■ The problem ■
Could you copy out every one of the records below word for word, omitting the pictures?

■ Exercise input ■
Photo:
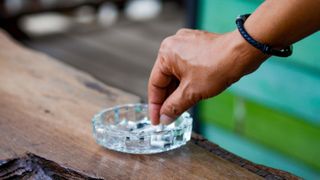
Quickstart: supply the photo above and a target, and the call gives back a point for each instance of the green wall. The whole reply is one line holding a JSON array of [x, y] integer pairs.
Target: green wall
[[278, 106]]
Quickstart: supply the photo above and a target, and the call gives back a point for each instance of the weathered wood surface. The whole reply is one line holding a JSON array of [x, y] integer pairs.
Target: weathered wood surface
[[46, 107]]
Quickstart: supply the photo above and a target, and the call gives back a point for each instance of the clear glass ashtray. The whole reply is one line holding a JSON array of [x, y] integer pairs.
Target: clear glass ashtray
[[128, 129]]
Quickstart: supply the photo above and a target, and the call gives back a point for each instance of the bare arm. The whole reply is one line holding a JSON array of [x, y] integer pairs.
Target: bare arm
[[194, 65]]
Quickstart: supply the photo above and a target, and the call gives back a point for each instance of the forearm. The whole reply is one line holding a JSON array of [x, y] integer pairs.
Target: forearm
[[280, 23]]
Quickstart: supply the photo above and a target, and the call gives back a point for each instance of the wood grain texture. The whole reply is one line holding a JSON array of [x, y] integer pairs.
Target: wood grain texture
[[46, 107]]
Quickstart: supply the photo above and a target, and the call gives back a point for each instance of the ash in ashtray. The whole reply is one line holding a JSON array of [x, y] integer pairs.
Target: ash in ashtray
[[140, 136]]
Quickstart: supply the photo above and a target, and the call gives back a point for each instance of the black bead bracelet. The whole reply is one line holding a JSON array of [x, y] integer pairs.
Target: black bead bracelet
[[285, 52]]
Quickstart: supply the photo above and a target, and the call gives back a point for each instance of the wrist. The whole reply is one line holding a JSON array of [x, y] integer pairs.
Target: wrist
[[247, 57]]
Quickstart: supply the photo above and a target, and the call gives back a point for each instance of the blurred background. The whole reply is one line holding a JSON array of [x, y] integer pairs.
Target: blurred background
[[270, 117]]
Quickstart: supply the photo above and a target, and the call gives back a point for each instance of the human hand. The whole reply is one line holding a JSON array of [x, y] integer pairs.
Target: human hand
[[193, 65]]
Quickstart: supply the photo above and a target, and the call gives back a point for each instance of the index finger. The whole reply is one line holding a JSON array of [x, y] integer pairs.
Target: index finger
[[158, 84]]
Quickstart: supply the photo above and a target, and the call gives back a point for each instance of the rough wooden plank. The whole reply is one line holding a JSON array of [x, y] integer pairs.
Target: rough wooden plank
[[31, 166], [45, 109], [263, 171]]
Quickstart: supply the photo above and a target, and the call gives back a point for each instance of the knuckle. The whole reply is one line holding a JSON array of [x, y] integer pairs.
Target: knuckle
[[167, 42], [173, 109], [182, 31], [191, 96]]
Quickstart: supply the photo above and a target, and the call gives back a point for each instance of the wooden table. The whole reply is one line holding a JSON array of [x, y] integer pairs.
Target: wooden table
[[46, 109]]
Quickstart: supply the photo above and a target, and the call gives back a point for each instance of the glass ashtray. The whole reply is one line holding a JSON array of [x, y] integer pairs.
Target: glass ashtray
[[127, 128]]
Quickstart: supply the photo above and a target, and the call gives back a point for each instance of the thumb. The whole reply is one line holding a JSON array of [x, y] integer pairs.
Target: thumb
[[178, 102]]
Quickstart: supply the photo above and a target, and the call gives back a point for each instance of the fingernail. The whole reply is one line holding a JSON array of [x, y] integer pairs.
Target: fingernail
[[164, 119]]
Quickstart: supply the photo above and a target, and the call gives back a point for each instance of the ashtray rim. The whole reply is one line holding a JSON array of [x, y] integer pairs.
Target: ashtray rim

■ Exercise result ■
Photo:
Quickstart: supply the photo above and a target, and the call gives back a point for each instance of the green wall. The whole reply is one line holding a JSON array of [x, y] integer pairs.
Target: green wall
[[278, 106]]
Quickstart: supply the photo above and a target, and the call gives back a point for each instance of the weathered wood surface. The whole reply is one line holding a JSON array of [x, y] integer pairs.
Target: weathered wood surface
[[46, 107]]
Quickstart: supply the photo above and a target, and the call gives back a point for each instance of the clear glass ashtray. The whole reply is one line holding a JSON array of [x, y] integer pairs.
Target: clear glass ashtray
[[128, 129]]
Quickstart: supply the photo above and a target, and the call gives back a point for each instance of the bare arm. The whole reply is one line holding a JSON array of [x, y] integer pairs.
Target: bare arm
[[194, 65]]
Quickstart: supply the photo above and a target, and the call gives back a point for each instance of the forearm. The whole reply is one line holding a JSON array of [x, y] integer pairs.
Target: forearm
[[280, 23]]
Quickstart: supply the photo above and a target, and the call gives back a point for each instance of the wood grain texture. The whole reply is one line holding a JSON array of [x, y] integer pairs.
Target: wood grain texture
[[46, 107]]
Quickstart: supply the photo above and a target, and the call gives back a point for each instance of the ash in ashtray. The whole reply is one line holding a JSON array of [x, y] integer pairs.
Target: ash in ashtray
[[140, 136]]
Quickstart: supply the photo above and a target, and the call gives back a point for each instance of the black bead bracelet. The whole reply is one line holding a JSON array of [x, y] integer pairs.
Target: black bead bracelet
[[285, 52]]
Quickstart: supply the photo above and a target, and the call gives back a point for each instance of the wrist. The whole reply is one line holding a JSON array of [x, y] integer pairs.
Target: wrist
[[247, 57]]
Quickstart: supply the photo above and a target, and the call gives back a point for each instance of the blurred background. The whole reply is one line holding a JSON array of [x, y] integer pairs.
Target: blurred background
[[270, 117]]
Quickstart: supply the photo above and a target, and the call gives back a point for each instance of the human hand. The whole reply is one line holding a JSON array of [x, y] integer pairs.
Target: human hand
[[193, 65]]
Quickstart: supply the photo above and a target, and the call gives back a point for each instance of the index finger. The whole reply is one line holding a JSON array of [x, y] integer pairs.
Target: index finger
[[158, 84]]
Quickstart: supply the photo above and a target, and the call gives back a point for each instance of the rough wooden plank. The whole reply is one line holding a JSON array of [x, y] integer pairs.
Target: rough wooden plank
[[31, 166], [45, 109], [263, 171]]
Quickstart: supply the photo above and a target, and the call gives back a point for each instance of the knuckle. The whole reply is one line holding a JSON array of [x, y] integer pairs.
Target: knuckle
[[167, 42], [173, 109], [182, 31], [191, 96]]
Quickstart: supply the photo above and a target, and the call gives back a point for each instance of the wooden table. The whole reply is one line holding a JSON array of [x, y] integer pairs.
Target: wooden table
[[46, 109]]
Quickstart: supply the photo above and a target, and the call gives back a point for each instance of the glass ashtray. The whole reply is one line holding a JSON array of [x, y] integer pairs.
Target: glass ashtray
[[127, 128]]
Quickstart: supply the photo above and a target, and the call gives back a point for each instance of the thumb. The whole reply is one line holding a JSON array of [x, y] integer pairs.
Target: thumb
[[178, 102]]
Quickstart: supply the photo above and a target, and the call gives back a point for each instance of the fingernail. The whole reply is one line holding a JSON array of [x, y] integer pairs.
Target: fingernail
[[164, 119]]
Quickstart: supply the photo above and a target, and the call gives back a point for each instance of the ashtray rim. The whole reply is one line holding a JSON array of [x, y] integer pairs.
Target: ashtray rim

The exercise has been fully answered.